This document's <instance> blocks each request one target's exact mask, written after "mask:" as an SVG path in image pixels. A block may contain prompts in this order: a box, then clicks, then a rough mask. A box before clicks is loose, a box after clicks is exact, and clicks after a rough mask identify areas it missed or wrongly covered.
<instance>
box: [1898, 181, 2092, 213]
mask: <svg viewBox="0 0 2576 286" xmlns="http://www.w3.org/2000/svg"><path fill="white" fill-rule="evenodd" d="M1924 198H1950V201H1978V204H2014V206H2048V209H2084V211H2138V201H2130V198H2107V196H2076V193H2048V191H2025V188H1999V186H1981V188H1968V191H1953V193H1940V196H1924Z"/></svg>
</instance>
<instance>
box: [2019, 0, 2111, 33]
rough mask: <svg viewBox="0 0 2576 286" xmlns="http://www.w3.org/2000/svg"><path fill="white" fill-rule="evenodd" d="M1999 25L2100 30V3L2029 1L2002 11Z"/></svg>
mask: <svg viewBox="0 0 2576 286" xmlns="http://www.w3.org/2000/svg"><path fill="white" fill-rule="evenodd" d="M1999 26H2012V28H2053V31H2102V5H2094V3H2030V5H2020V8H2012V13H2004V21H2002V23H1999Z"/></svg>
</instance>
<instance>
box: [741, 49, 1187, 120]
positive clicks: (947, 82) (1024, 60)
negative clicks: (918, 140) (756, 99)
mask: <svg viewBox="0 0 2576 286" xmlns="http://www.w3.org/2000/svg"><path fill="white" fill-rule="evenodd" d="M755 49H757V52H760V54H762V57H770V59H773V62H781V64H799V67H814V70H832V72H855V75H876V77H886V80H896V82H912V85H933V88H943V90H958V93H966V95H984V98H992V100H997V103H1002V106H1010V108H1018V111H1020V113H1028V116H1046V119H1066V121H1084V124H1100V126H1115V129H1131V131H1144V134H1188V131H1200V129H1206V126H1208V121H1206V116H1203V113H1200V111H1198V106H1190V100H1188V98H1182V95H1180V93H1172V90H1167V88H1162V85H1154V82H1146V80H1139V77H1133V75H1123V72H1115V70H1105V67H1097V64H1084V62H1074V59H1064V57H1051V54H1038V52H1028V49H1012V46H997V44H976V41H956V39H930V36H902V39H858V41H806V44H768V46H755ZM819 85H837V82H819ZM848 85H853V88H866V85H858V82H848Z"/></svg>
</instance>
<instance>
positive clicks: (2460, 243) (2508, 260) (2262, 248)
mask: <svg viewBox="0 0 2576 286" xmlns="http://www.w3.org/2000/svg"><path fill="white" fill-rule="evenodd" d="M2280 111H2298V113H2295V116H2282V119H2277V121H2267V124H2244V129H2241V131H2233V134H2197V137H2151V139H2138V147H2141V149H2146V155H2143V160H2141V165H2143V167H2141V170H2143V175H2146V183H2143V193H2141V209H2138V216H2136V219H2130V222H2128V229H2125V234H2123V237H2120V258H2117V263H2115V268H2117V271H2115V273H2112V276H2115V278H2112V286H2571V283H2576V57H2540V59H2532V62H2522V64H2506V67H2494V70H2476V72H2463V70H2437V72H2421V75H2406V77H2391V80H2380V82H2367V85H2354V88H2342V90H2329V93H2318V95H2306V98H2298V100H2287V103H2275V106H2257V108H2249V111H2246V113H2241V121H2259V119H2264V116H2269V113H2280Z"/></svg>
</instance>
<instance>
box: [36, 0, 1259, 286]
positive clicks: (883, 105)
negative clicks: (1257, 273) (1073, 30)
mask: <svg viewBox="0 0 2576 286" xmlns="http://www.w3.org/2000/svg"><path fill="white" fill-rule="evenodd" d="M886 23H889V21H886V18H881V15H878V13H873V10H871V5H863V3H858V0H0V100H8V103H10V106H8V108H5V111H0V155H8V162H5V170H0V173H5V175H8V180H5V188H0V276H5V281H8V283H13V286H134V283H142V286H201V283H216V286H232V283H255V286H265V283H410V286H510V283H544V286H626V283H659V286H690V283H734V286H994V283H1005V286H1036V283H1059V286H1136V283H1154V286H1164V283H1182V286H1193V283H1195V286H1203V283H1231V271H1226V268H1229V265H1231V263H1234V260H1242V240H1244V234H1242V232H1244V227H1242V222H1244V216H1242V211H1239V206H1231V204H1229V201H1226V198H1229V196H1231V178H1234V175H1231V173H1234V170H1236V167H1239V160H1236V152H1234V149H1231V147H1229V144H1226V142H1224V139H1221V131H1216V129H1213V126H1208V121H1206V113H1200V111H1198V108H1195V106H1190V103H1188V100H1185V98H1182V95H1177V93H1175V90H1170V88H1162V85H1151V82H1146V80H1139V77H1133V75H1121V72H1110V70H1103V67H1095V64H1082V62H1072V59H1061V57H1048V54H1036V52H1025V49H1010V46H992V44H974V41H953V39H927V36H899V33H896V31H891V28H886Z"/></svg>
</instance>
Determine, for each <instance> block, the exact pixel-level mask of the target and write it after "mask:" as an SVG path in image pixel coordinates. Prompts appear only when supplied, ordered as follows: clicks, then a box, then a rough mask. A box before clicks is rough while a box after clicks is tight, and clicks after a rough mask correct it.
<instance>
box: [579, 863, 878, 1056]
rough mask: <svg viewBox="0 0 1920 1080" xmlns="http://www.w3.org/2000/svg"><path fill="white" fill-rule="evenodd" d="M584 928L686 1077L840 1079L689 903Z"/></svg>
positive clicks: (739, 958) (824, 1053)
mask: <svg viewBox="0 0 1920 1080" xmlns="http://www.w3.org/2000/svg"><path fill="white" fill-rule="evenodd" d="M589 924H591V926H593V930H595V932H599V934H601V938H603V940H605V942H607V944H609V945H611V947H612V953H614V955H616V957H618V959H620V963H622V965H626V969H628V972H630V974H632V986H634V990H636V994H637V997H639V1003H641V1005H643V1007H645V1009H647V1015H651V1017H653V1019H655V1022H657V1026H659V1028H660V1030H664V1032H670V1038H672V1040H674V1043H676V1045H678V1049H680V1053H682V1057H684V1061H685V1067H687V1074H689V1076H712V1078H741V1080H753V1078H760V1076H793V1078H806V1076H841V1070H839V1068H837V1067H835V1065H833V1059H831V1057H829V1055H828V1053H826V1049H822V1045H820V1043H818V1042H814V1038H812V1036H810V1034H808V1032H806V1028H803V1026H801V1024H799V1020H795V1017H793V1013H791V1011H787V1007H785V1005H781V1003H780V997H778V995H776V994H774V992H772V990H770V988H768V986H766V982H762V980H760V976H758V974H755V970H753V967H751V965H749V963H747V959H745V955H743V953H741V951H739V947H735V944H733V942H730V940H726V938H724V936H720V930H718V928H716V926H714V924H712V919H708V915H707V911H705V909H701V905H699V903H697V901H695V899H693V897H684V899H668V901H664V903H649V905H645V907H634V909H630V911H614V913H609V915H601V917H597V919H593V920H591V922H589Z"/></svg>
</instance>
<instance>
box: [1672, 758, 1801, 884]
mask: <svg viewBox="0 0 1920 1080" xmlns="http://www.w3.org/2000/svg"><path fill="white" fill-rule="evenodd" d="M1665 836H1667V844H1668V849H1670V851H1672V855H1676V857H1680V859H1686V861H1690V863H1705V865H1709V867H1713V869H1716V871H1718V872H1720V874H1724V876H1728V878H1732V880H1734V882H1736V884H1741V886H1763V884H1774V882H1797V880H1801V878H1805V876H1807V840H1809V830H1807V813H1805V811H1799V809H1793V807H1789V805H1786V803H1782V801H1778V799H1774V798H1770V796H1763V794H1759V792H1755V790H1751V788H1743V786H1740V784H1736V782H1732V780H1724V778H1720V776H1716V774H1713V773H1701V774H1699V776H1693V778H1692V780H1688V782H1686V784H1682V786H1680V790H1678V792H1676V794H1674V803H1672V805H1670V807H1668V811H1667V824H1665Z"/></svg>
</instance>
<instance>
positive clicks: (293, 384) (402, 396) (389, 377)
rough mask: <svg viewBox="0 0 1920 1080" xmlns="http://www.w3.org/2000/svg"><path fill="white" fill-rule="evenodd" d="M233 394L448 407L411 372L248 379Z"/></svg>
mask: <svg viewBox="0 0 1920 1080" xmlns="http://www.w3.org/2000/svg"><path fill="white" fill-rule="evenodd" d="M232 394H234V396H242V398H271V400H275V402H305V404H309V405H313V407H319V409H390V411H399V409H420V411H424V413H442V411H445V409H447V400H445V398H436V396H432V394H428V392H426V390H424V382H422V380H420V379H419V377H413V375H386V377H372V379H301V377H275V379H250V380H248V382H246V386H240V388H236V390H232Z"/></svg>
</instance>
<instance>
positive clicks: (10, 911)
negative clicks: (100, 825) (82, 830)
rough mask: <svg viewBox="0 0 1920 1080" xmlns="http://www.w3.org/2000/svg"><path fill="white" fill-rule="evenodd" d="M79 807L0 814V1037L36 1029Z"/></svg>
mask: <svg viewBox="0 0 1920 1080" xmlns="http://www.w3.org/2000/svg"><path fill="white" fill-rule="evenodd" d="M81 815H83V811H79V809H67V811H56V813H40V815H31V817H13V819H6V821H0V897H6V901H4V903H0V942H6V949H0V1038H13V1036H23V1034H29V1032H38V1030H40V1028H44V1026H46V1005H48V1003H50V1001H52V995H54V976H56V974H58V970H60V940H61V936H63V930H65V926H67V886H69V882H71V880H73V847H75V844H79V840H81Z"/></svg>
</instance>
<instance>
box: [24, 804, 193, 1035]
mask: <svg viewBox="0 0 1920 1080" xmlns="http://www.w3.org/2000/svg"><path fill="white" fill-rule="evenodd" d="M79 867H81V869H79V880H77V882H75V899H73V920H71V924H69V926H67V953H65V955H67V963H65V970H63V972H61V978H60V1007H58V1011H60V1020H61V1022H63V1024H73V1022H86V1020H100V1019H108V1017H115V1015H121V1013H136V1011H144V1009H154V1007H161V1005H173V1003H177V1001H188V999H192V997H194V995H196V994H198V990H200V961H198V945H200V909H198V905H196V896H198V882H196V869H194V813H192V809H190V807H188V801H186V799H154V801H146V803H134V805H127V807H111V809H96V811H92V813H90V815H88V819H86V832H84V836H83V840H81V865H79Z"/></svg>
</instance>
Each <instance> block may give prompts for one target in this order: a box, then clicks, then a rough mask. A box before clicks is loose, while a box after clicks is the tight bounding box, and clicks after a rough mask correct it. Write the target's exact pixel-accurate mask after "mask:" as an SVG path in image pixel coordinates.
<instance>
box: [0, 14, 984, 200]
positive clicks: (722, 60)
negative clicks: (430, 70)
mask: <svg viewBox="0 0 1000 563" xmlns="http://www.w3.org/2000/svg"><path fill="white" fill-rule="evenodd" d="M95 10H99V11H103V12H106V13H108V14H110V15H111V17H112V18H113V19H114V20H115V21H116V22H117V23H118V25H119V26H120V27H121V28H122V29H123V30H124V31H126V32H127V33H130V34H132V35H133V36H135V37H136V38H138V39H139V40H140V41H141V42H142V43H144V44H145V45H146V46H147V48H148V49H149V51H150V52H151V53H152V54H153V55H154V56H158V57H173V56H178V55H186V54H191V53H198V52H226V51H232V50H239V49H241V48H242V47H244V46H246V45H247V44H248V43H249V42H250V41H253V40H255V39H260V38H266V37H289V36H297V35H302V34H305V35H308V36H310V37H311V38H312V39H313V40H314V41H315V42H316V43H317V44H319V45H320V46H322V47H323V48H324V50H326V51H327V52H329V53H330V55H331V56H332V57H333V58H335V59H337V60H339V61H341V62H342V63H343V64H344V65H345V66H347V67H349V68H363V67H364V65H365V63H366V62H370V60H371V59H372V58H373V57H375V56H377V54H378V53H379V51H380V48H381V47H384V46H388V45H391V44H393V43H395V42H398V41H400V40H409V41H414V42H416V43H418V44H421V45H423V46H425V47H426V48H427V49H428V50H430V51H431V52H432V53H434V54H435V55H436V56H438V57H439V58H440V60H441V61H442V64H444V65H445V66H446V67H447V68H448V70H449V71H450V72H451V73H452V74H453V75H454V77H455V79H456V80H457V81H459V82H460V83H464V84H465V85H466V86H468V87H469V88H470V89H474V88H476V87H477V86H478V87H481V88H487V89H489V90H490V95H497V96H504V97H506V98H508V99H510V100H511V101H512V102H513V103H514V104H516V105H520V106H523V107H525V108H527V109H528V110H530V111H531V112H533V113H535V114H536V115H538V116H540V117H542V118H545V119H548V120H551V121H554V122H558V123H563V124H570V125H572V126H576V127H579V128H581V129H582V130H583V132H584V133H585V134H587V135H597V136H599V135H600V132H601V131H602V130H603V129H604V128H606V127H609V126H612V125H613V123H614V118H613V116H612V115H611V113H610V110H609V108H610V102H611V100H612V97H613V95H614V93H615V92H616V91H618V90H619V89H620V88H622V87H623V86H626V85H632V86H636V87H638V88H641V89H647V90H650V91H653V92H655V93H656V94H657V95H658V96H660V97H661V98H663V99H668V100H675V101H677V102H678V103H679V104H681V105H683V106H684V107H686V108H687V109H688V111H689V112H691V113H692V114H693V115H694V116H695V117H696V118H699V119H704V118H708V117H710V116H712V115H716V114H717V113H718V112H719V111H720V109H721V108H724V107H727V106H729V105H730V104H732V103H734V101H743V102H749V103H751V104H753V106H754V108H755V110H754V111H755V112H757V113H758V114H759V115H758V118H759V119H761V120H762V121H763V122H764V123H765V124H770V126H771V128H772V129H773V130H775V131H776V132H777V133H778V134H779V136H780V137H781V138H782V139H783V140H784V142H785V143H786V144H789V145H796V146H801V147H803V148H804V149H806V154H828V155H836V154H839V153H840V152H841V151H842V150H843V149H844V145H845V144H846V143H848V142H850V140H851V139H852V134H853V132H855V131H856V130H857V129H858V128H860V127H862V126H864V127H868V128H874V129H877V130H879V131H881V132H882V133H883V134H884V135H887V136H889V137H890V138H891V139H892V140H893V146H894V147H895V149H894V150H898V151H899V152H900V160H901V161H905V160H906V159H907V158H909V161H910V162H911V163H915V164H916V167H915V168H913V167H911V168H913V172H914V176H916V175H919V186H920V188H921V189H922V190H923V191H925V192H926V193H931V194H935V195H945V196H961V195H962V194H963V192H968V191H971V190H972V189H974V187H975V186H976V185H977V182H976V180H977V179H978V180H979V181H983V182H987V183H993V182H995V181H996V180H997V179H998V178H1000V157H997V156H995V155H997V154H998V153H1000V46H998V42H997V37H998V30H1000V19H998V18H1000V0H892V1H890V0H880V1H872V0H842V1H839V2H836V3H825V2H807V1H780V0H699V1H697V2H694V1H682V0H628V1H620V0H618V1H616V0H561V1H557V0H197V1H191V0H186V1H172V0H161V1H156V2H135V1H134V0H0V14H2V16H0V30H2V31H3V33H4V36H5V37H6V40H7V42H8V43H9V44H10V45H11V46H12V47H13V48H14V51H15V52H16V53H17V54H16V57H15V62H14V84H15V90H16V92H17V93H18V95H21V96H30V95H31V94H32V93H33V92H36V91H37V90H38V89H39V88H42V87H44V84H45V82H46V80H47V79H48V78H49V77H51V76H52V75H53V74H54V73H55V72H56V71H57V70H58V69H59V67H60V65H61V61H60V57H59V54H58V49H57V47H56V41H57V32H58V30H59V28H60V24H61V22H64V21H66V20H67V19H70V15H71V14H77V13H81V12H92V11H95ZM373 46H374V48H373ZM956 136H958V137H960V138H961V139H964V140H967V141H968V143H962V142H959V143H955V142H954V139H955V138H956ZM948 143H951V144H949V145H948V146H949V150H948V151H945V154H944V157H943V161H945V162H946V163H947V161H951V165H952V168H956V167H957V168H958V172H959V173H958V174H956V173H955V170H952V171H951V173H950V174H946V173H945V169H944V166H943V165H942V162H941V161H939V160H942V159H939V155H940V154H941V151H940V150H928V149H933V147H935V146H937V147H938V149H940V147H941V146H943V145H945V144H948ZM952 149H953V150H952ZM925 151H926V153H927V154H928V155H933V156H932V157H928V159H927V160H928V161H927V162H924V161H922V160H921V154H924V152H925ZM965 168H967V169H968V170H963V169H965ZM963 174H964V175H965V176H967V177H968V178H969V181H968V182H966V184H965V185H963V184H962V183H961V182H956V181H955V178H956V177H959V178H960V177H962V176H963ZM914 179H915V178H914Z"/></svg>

· · · · ·

What you are asked to do:
Pull out every line of the data above that contains the word "positive", copying each one in full.

Exercise answer:
positive clicks: (947, 82) (1024, 60)
positive clicks: (2460, 243) (2508, 260) (2262, 248)
positive clicks: (883, 105)
positive clicks: (739, 958) (824, 1053)
positive clicks: (293, 384) (402, 396) (389, 377)
positive clicks: (10, 911)
positive clicks: (722, 60)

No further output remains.